> [Problem 1] List the committee members named in the thesis defense announcement below.
> [Problem 2] Echo a passage from the thesis defense announcement below. Start with the words "Next, I introduce" and end after "of genuine proteomes.".

> [Source extract]
☆ ☆ ☆ ☆ ☆

Carnegie Mellon University

Details listed for Xiaoyue's thesis defense

August 14, 2025

Thesis Defense: Xiaoyue Cui | August 20, 2025 | 9am

CBD and CPCB are proud to announce the following Thesis Defense:
TITLE: Exploring the Design Rules of Multidomain Architectures

Xiaoyue Cui
Wednesday, August 20th
9:00AM, EST
GHC 7101

Committee:
Dannie Durand, Chair, CMU
Maria Chikina, Pitt
Dennis Kostka, Pitt
Alex Bateman, EMBL-EBI

Abstract:
Multidomain proteins are mosaics of structural or functional units, called domains.  Domain architectures, the sequences of domains in the protein in N- to C-terminal order, change via the gain and loss of domain-encoding segments over the course of evolution. In theory, these processes can generate any domain combinations. In practice, only a tiny fraction of all possible domain combinations occur in nature, suggesting that domain order and co-occurrence are highly constrained. Here, I investigate the design rules that govern multidomain architectures from multiple perspectives, combining comparative genomics, probabilistic modeling, and embedding-based analyses.
I begin by re-examining the exon shuffling hypothesis, one of the earliest and widely studied hypotheses in protein evolution, which posits that intronic recombination creates new domain combinations, facilitating the evolution of novel protein function. Recent genome-wide studies reported conflicting conclusions. One reason for the different conclusions might be the use of an unrealistic statistical model that results in overconfidence about the significance of the results.  I develop accurate, tractable null models that support genome-scale tests of this hypothesis. When applied to metazoan and fungal genomes, my tests find strong evidence for exon shuffling in metazoa, but not in fungi. I conclude that support for exon shuffling outside of metazoa reported in prior studies may have been exaggerated by the use of unrealistic models. Rather, exon shuffling in eukaryotic genomes is still an open question deserving of further investigation.
Next, I introduce a simulator for domain architecture evolution, designed to capture the stringent constraints on domain order and co-occurrence observed in nature. The simulator estimates the probability of a given domain architecture using a bigram model, in which each domain's probability depends on its immediate predecessor. These probabilities are incorporated into a Metropolis-Hastings framework, where states correspond to domain architectures, transitions correspond to domain insertion and deletion events, and proposed events are accepted based on the probabilities given by the bigram model. Applied to metazoan datasets, the simulator generates simulated architectures that recapitulate key properties of genuine proteomes.

☆ ☆ ☆ ☆ ☆

> [Data excerpt]

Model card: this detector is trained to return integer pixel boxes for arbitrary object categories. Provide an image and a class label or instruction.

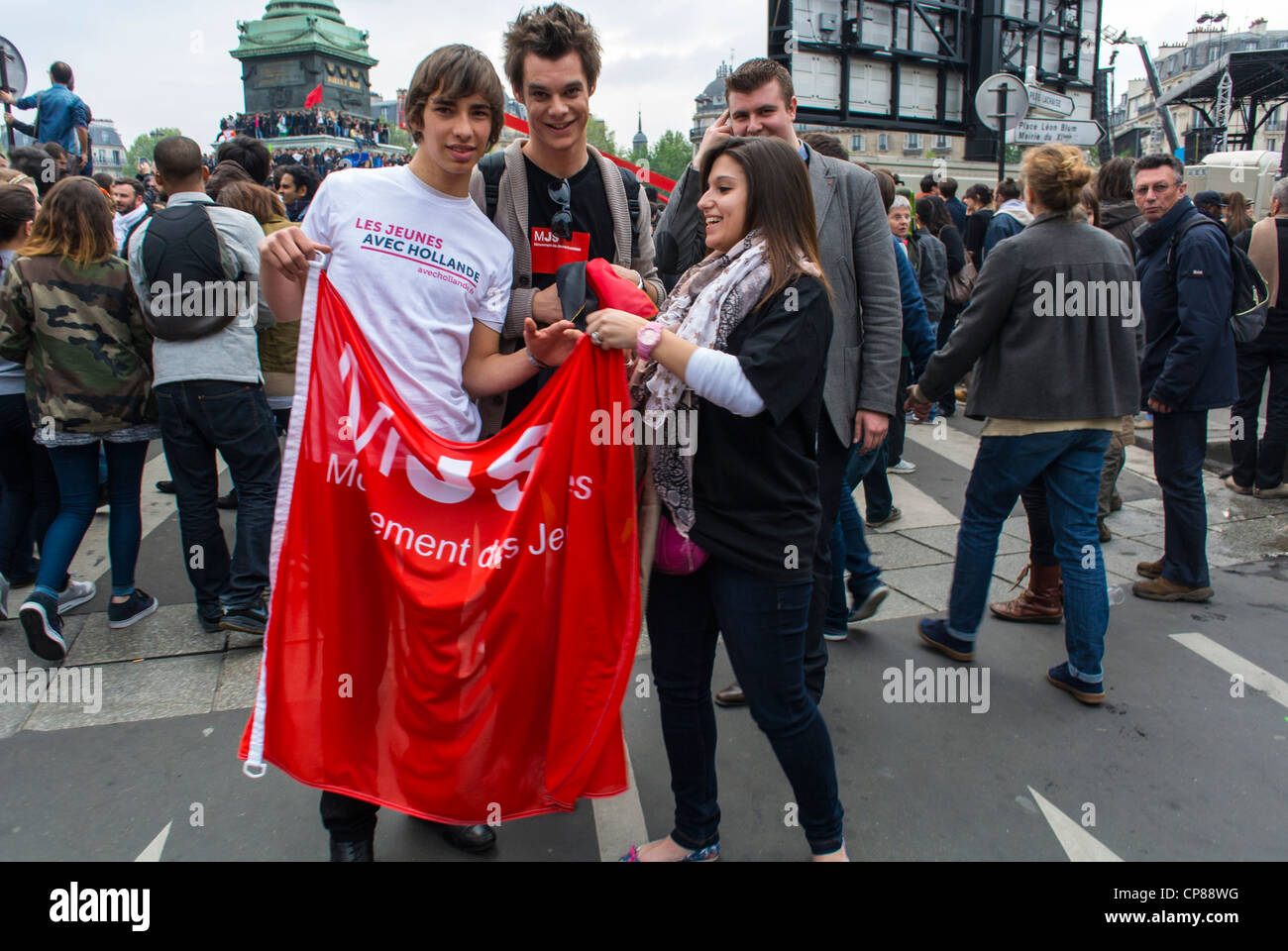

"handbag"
[944,258,979,304]
[653,513,707,575]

☆ ☆ ☆ ☆ ☆

> [Response box 1] Dannie Durand (Chair, CMU), Maria Chikina (Pitt), Dennis Kostka (Pitt), Alex Bateman (EMBL-EBI)

> [Response box 2]
Next, I introduce a simulator for domain architecture evolution, designed to capture the stringent constraints on domain order and co-occurrence observed in nature. The simulator estimates the probability of a given domain architecture using a bigram model, in which each domain's probability depends on its immediate predecessor. These probabilities are incorporated into a Metropolis-Hastings framework, where states correspond to domain architectures, transitions correspond to domain insertion and deletion events, and proposed events are accepted based on the probabilities given by the bigram model. Applied to metazoan datasets, the simulator generates simulated architectures that recapitulate key properties of genuine proteomes.